▸ **Exercise requirements**
Reproduce all the lines below exactly and omit the images.

▸ **Provided information**
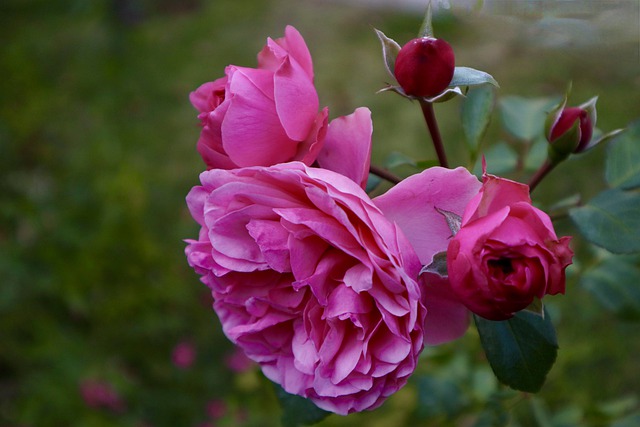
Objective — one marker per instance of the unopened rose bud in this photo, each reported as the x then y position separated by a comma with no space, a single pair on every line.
572,130
424,67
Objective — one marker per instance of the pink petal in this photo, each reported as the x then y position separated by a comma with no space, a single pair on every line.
447,318
204,99
496,194
412,205
309,149
347,149
252,134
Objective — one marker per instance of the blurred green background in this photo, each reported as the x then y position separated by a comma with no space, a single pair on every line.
97,152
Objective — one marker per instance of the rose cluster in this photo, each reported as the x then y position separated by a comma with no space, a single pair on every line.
317,282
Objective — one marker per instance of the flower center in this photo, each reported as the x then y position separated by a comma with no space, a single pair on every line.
502,265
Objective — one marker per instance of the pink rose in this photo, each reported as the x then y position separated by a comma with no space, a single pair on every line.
266,115
413,205
311,280
506,252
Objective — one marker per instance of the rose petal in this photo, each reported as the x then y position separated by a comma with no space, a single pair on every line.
412,205
347,149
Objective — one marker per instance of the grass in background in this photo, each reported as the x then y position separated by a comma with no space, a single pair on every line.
97,152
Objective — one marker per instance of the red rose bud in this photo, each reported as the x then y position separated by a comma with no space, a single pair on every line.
572,131
424,67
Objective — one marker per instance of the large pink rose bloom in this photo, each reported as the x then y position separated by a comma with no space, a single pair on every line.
266,115
506,252
415,205
311,280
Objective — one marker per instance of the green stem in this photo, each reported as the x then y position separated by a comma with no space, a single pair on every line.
432,125
546,167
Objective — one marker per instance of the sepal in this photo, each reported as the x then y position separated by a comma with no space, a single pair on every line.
390,49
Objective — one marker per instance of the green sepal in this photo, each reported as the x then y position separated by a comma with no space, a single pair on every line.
298,411
466,76
566,144
446,95
536,307
426,29
520,350
390,49
554,114
438,265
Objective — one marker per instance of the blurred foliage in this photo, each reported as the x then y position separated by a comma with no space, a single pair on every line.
97,152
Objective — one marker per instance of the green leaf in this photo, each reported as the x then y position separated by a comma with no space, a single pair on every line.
623,159
465,76
615,282
521,350
372,182
390,51
611,220
476,115
439,397
298,411
524,118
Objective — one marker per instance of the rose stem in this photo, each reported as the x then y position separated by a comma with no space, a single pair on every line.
432,125
384,174
546,167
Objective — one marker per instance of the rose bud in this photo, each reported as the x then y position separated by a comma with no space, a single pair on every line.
424,67
506,253
572,130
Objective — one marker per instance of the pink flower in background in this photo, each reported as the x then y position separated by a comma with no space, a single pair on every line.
506,252
266,115
101,395
413,204
183,355
310,280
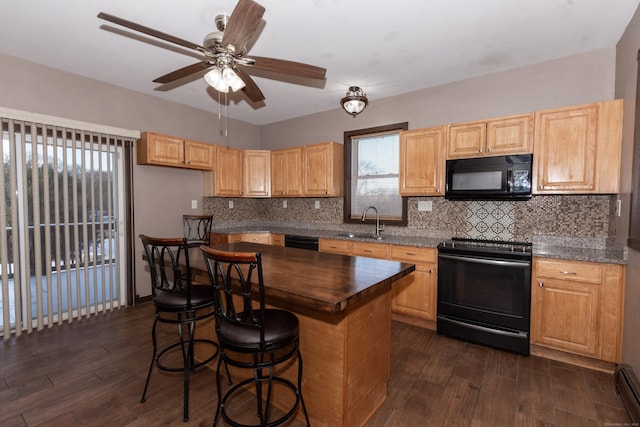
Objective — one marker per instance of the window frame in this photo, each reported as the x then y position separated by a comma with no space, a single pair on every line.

▸ **Solution below**
Objective — one marker per instance of the unopened rose bud in this photo, each reported as the x then y position separated by a comma with no space, a single pair on every line.
572,130
424,67
Objective — one marker per instance of the pink petal in this photo, each reported as the x then y position separated by a comma with no space, a single pair on every line.
447,318
204,99
496,194
412,205
309,149
347,149
252,134
Objective — one marker per instance of the blurred green background in this photo, each reported as the x then y position separated by a comma with no space, a single pair on every line.
97,152
Objective — one marker per instance of the rose cluster in this photo, each reported as the x then y position separated by a comma with no space, a single pair on every line.
317,282
Objective — one marker per instance of the flower center in this photo, each reported as the x then y position separated by a comma with no space, a single pair on every line.
502,265
Objective — one marker per instance of the pink rose in this photo, each reported as the x then y position separated by a comma with no space, a single pair on every line.
266,115
413,205
311,280
506,252
Objective — one marker per instance of the rose petal in this photo, each reported as the x then y position separated by a comma with no space, a single pair on every line.
412,205
347,149
Objective — one marker per instance of the grass in background in this photo, each reported as the x then y position separated by a comma with no space, a single pair on every line.
97,152
Objective — one marker per instance of the red rose bud in this photo, each reported as the x then y position separated by a comma with no space, a single pair on every line.
572,131
424,67
Objective — one marker per instance of the large pink rose bloom in this photo, each reported as the x then y position separated by a comma with no space, a single pair on every line.
266,115
506,252
415,205
311,280
Objective — one marker per instance of the green stem in this photo, each reported as the x then y position separated by a comma with no space, a single pair on every line.
432,125
546,167
Objective — one marker per instance of the sepal in this photo, each reported as the x then y position separated by a comma with no space, a single pair on every line.
390,49
Objective — one marker per instance of the green sepal in this photo, each reported as the x then y position separated by a comma with no space, a single pair on every line.
298,411
466,76
566,144
446,95
536,307
426,29
520,350
390,49
554,114
438,265
Objective — one marker per instance of the blurred foliage in this photo, each reported as the x then y position separated by a comma with no space, a single pair on every line.
97,152
Objective — one marker per instance of the green leaf in this photo, each reported as the x then y position separated by a comma with no space, a single pair on every line.
623,159
465,76
615,282
521,350
372,182
390,51
611,220
476,115
439,397
298,411
524,118
Objective — one marker per instance of the rose stem in this photo, each reported as the x then y position separated by a comma with no space, a single pair on every line.
432,125
384,174
546,167
Objective — one marker per instance of the rose bud in this photo, each reported as the x then y position separated by a comma with no space, a single pair on every line.
424,67
506,253
572,130
Objective — one marker per instance of the pink flower in background in this photo, each reported as the x then y position separated by a comma with no space, a single pair on every line.
506,252
266,115
101,395
413,204
183,355
310,280
Objective — one marker per instance of the window frame in this photo, each reported as the x then y position separated by a comma with no space, a single pair on every line.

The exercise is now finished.